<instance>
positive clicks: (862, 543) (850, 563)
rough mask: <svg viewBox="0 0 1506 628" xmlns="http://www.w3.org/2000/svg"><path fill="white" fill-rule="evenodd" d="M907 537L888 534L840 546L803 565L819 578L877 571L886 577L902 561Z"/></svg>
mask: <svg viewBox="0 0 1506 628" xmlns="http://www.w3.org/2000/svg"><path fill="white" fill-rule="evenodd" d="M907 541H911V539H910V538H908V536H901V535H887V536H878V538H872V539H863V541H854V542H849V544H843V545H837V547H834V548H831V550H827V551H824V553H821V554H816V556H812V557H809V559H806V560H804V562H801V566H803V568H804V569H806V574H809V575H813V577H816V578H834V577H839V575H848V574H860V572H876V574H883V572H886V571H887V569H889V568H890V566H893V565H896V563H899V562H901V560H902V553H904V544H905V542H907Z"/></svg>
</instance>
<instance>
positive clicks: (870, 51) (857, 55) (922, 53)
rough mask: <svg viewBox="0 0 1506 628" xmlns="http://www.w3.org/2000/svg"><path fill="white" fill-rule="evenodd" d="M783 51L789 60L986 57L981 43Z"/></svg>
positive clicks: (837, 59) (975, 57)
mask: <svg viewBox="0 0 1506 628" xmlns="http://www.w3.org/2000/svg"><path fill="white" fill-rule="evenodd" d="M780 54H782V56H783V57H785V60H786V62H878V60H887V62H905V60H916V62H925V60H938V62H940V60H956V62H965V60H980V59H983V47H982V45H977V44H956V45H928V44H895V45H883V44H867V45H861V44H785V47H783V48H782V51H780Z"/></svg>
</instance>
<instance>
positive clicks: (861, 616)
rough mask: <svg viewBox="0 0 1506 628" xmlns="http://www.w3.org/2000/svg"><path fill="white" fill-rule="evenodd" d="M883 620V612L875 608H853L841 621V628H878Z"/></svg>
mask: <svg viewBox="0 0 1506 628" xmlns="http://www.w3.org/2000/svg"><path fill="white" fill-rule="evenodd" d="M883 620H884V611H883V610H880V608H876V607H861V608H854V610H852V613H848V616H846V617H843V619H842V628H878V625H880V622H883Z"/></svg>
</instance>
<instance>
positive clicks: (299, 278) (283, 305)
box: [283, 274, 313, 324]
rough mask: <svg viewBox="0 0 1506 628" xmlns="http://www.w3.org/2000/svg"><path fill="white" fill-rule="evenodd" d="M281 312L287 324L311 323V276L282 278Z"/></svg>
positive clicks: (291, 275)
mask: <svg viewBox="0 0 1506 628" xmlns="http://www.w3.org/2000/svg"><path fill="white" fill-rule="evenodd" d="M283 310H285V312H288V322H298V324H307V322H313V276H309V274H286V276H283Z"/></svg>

AIM OF THE TASK:
Restate every entry word for word.

OUTPUT OF THE TASK:
<instance>
positive clicks: (862, 543) (850, 563)
rough mask: <svg viewBox="0 0 1506 628" xmlns="http://www.w3.org/2000/svg"><path fill="white" fill-rule="evenodd" d="M907 537L888 534L840 546L803 565L819 578L877 571L886 577L902 561Z"/></svg>
mask: <svg viewBox="0 0 1506 628" xmlns="http://www.w3.org/2000/svg"><path fill="white" fill-rule="evenodd" d="M907 541H911V539H910V538H908V536H901V535H887V536H878V538H872V539H863V541H854V542H849V544H843V545H837V547H834V548H831V550H827V551H824V553H821V554H816V556H812V557H809V559H806V560H804V562H801V566H803V568H804V569H806V574H809V575H813V577H816V578H834V577H839V575H848V574H860V572H876V574H883V572H886V571H887V569H889V568H890V566H893V565H896V563H899V562H901V560H902V553H904V544H905V542H907Z"/></svg>
</instance>
<instance>
positive clicks: (870, 51) (857, 55) (922, 53)
rough mask: <svg viewBox="0 0 1506 628" xmlns="http://www.w3.org/2000/svg"><path fill="white" fill-rule="evenodd" d="M783 51L789 60L986 57L981 43Z"/></svg>
positive clicks: (837, 59) (975, 57)
mask: <svg viewBox="0 0 1506 628" xmlns="http://www.w3.org/2000/svg"><path fill="white" fill-rule="evenodd" d="M780 54H782V56H783V57H785V60H786V62H878V60H887V62H905V60H916V62H925V60H938V62H940V60H956V62H965V60H980V59H983V47H982V45H977V44H956V45H928V44H895V45H883V44H867V45H861V44H785V47H783V48H782V51H780Z"/></svg>
</instance>
<instance>
positive clicks: (861, 616)
rough mask: <svg viewBox="0 0 1506 628" xmlns="http://www.w3.org/2000/svg"><path fill="white" fill-rule="evenodd" d="M883 620V612L875 608H853L841 621V628H878Z"/></svg>
mask: <svg viewBox="0 0 1506 628" xmlns="http://www.w3.org/2000/svg"><path fill="white" fill-rule="evenodd" d="M883 620H884V611H883V610H880V608H876V607H861V608H854V610H852V613H848V616H846V617H843V619H842V628H878V625H880V622H883Z"/></svg>
</instance>
<instance>
positive clicks: (299, 278) (283, 305)
box: [283, 274, 313, 324]
rough mask: <svg viewBox="0 0 1506 628" xmlns="http://www.w3.org/2000/svg"><path fill="white" fill-rule="evenodd" d="M281 312L287 324L311 323V276L282 278Z"/></svg>
positive clicks: (291, 275)
mask: <svg viewBox="0 0 1506 628" xmlns="http://www.w3.org/2000/svg"><path fill="white" fill-rule="evenodd" d="M283 310H285V312H288V322H298V324H307V322H313V276H309V274H286V276H283Z"/></svg>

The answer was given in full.